**Your objective**
Copy all the records exactly; the complete set is the expected result.

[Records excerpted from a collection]
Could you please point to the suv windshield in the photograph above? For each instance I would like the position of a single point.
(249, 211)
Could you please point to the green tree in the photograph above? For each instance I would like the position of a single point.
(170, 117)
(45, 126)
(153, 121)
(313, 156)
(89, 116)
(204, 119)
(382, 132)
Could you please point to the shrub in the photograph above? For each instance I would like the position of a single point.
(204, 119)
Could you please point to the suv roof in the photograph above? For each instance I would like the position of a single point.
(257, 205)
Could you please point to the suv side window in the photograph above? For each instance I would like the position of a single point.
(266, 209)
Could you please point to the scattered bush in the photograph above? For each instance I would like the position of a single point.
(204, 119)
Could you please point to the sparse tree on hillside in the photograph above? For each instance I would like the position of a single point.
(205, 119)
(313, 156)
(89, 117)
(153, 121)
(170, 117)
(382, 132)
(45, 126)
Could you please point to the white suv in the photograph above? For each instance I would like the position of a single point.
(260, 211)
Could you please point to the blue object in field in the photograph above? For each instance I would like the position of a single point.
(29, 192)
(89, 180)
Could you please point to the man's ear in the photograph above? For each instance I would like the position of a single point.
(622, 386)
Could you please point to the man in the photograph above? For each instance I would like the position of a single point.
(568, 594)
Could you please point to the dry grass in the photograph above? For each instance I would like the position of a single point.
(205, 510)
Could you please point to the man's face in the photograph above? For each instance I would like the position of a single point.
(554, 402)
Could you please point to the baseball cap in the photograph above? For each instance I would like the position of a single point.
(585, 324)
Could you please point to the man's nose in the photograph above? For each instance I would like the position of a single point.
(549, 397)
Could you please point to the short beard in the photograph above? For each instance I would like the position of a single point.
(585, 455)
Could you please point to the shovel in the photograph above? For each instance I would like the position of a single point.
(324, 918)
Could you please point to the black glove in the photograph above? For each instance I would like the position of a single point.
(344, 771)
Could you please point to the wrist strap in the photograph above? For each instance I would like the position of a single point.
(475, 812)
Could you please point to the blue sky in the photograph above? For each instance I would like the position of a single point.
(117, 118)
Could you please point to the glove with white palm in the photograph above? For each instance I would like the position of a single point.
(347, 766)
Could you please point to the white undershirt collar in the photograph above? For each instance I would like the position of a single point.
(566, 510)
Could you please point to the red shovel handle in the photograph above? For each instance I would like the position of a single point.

**Result for this exercise**
Could you please point to the suv windshield in the photograph above? For each instance I would like the position of a single point.
(249, 211)
Could you please point to the green tree in the photograph above? For each instance I would like the position of a single point.
(170, 117)
(45, 126)
(153, 121)
(313, 156)
(89, 116)
(204, 119)
(382, 132)
Could you please point to the shrub in the photograph above? For each instance I would like the position of a single point.
(204, 119)
Could you please point to the suv roof in the photograph above? For each instance I would like the position of a single point.
(257, 205)
Could you please point to the suv side window in the photograph above? For each instance I would like the position of a single point.
(266, 209)
Could you please point to the scattered bush in the photograph above? For each instance I would like the position of a single point.
(204, 119)
Could you please point to the sparse tree on hillside in the photograph above? For each instance I would like the position of a single point.
(205, 119)
(313, 156)
(89, 117)
(153, 121)
(170, 117)
(382, 132)
(45, 126)
Could you please point to the white suv in the photograph above? For each instance I would like the position of a single point.
(260, 211)
Could you please point to the blue object in field in the photograph above? For each instance I would like the position of a single point.
(29, 192)
(89, 180)
Could you please point to the man's ear in the photograph above? For each instance I would like the position of a single point.
(622, 386)
Could you please point to the man in the photograph above? For each instance I would like the position of a single point.
(568, 594)
Could you please point to the dry grass in the photograph above? For each instance I would like the position of a single point.
(205, 510)
Could you please point to the man's face in the photograph above? For each instance I would like the position of a single point.
(554, 402)
Could you please point to the baseball cap in the photograph above? For each instance I would like the position of a single point.
(585, 324)
Could you please point to the man's nose in the photograph above? For each instance I would like the position of a single point.
(549, 397)
Could you please point to the short beard in the photograph above? For each instance I would like the position of a single point.
(585, 455)
Could you please point to the shovel in the photograph above? For each instance I would like the position of a single point.
(324, 918)
Could you please point to the black glove in the photograph above? For each instance I would like the position of a single point.
(344, 771)
Could you please point to the wrist strap in the photograph above? For each instance I would like the position of a single point.
(475, 812)
Could you please point to the blue sky in the photograph above? For each instance I would like the position of a single point.
(117, 118)
Could you please point to the glove with white palm in the photograph above? For each instance I would like the position of a single point.
(347, 766)
Could you please point to the white undershirt collar in the photograph above? For each instance I would like the position of a single point.
(566, 510)
Could you please point to the red shovel handle in the photograph above? For each instance I would like the position of a single point.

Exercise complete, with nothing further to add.